Required task: Take the line that contains "Each instance receives one keypoint. Mark the red and" as the first line and the last line of the material below as the final one; reproduce exactly the lines between, inclusive.
****************************************
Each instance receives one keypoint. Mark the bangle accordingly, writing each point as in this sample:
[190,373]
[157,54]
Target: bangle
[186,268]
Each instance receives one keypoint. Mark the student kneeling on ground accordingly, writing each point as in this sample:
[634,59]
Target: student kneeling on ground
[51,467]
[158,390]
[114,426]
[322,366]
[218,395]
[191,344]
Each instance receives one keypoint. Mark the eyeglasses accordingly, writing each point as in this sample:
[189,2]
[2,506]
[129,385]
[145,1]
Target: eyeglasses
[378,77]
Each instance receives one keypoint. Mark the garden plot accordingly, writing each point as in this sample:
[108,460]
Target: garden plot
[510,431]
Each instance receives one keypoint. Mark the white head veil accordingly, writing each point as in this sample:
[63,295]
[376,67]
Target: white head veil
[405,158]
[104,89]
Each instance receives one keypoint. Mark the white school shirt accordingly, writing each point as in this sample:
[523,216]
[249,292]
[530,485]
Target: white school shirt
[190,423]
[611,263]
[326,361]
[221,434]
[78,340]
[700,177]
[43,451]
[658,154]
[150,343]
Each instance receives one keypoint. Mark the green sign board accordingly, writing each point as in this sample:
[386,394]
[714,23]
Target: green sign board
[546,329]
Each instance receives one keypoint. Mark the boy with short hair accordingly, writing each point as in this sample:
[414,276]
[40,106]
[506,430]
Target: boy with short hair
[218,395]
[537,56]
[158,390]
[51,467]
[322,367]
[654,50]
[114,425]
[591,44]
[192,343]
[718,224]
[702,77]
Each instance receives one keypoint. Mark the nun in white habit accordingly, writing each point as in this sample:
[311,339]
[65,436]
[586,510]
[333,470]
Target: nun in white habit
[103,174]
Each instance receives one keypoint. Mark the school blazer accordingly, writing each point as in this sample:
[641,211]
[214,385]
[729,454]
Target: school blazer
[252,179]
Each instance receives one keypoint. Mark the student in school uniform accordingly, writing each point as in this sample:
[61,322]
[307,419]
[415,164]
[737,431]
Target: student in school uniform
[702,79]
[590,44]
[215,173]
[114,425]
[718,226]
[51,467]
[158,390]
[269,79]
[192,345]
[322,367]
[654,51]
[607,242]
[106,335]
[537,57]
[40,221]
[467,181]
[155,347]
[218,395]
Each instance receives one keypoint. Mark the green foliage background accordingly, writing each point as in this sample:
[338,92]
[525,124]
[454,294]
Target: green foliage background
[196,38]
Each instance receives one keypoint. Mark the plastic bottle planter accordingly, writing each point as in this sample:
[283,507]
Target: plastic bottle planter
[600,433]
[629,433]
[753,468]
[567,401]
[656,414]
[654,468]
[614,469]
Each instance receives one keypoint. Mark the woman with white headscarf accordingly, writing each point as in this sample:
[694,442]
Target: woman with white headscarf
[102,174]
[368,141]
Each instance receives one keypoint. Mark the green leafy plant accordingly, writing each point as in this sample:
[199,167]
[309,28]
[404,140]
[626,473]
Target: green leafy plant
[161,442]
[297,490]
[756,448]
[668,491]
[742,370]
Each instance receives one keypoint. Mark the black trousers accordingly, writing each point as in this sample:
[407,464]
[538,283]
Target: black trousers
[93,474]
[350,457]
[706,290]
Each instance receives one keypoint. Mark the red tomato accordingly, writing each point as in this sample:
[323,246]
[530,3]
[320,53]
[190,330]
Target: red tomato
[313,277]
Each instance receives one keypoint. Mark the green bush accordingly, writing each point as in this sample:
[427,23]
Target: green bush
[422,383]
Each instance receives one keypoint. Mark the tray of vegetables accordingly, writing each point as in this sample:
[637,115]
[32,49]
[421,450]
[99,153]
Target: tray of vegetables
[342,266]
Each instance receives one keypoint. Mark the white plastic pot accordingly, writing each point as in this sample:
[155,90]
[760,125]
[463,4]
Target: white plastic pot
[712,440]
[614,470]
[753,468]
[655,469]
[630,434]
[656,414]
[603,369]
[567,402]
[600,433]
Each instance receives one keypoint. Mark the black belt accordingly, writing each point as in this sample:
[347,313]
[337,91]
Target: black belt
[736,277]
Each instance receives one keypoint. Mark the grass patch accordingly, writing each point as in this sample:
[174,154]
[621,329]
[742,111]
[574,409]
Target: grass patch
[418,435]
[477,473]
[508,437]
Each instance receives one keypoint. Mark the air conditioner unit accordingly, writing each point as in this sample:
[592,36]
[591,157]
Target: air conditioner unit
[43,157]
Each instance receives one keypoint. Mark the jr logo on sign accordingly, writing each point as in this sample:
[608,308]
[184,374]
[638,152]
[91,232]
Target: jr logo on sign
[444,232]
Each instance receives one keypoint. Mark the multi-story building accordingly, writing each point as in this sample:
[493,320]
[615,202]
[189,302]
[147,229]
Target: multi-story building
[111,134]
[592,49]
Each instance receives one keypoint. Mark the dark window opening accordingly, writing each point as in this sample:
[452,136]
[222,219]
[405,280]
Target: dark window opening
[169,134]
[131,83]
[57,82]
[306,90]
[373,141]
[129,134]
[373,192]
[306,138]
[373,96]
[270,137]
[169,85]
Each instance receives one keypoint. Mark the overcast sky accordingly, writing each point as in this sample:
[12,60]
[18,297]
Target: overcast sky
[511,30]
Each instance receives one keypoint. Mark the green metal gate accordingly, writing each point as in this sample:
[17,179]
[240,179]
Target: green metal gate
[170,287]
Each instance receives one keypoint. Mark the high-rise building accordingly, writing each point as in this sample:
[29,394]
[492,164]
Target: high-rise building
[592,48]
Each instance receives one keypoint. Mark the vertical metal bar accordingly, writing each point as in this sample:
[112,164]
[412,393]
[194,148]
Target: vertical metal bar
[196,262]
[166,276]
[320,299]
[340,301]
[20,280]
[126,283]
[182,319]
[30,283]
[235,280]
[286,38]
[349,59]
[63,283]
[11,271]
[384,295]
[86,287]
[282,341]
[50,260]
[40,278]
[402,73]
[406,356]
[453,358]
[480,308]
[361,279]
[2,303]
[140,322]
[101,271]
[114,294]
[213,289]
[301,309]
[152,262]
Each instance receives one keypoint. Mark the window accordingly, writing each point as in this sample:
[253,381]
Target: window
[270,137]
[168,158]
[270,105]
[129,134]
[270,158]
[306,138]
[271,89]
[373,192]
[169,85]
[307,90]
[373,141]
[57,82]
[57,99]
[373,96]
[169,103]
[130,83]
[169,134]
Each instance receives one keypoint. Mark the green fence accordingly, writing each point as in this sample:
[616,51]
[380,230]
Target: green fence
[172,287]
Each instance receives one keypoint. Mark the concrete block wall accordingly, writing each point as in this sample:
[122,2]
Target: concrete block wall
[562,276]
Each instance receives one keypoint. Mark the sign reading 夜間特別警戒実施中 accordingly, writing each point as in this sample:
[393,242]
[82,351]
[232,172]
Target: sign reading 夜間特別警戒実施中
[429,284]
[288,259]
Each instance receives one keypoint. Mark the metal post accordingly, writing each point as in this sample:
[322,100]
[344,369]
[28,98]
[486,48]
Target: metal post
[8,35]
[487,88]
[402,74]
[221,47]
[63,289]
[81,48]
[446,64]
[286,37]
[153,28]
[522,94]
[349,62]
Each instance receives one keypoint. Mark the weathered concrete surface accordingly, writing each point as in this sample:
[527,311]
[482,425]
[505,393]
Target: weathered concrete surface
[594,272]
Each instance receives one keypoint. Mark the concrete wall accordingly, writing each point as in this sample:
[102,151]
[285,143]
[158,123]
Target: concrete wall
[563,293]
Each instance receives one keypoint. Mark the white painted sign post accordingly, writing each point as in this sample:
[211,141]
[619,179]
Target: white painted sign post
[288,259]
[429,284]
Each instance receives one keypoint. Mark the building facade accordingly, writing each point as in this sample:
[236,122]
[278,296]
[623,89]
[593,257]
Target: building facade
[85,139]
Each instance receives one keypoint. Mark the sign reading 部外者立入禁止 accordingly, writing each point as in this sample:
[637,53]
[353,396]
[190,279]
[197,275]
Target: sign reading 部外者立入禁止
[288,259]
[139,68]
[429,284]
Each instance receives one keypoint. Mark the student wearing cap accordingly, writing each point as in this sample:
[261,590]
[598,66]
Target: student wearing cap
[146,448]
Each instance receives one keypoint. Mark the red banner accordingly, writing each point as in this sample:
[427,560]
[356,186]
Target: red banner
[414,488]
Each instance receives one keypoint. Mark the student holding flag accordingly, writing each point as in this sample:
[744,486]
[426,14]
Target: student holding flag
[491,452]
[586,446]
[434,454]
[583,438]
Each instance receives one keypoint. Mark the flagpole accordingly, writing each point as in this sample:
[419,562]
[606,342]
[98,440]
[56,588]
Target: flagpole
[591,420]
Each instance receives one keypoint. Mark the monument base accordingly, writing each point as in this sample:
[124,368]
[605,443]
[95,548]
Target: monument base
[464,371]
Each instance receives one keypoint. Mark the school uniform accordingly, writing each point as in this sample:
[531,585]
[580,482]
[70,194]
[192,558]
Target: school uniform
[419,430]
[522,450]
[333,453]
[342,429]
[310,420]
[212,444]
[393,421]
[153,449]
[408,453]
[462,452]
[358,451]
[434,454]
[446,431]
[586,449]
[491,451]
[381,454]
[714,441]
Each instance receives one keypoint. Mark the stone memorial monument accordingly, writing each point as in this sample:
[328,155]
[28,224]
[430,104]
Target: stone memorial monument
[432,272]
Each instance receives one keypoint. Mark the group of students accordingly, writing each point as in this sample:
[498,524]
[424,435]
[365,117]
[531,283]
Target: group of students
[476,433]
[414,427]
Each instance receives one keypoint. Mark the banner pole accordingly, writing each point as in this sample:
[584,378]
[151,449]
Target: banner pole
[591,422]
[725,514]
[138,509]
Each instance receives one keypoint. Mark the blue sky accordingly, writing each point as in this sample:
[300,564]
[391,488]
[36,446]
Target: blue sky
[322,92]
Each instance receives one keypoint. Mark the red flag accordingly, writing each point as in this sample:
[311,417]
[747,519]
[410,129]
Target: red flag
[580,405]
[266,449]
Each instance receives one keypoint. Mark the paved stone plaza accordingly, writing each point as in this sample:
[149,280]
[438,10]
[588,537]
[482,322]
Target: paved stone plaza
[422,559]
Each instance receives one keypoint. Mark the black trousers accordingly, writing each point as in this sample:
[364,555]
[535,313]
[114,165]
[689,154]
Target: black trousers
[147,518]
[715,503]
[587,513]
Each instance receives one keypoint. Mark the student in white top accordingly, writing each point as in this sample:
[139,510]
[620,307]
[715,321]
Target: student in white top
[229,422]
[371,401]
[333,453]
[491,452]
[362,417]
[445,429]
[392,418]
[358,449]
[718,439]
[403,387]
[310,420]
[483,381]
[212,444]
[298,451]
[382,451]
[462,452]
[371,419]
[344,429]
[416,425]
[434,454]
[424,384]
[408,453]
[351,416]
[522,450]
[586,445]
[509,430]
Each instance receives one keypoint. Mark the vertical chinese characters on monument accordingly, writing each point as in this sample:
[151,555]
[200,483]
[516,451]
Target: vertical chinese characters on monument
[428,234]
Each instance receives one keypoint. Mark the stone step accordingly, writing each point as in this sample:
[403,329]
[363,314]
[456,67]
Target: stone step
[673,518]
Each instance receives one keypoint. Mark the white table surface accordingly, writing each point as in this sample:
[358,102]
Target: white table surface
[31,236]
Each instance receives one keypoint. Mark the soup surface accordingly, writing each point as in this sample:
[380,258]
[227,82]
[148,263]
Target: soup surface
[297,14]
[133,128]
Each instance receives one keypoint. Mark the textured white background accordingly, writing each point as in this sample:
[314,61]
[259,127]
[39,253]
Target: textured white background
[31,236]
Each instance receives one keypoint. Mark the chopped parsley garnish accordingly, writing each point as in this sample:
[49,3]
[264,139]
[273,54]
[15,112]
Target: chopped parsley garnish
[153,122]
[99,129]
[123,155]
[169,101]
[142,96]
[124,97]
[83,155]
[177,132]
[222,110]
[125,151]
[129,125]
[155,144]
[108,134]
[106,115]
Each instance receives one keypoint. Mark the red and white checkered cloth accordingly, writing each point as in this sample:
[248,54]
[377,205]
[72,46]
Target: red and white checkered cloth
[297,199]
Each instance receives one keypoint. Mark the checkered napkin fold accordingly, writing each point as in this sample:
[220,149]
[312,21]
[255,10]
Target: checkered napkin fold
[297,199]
****************************************
Complete output:
Each instance receives one keypoint. Mark the red and white checkered cloth accordingly, writing each point as in this sample:
[248,54]
[377,205]
[72,46]
Target: red and white checkered cloth
[297,199]
Each instance receives one keypoint. Mark the checkered napkin fold accordingly, writing each point as in this sample:
[220,149]
[312,21]
[255,10]
Target: checkered napkin fold
[297,199]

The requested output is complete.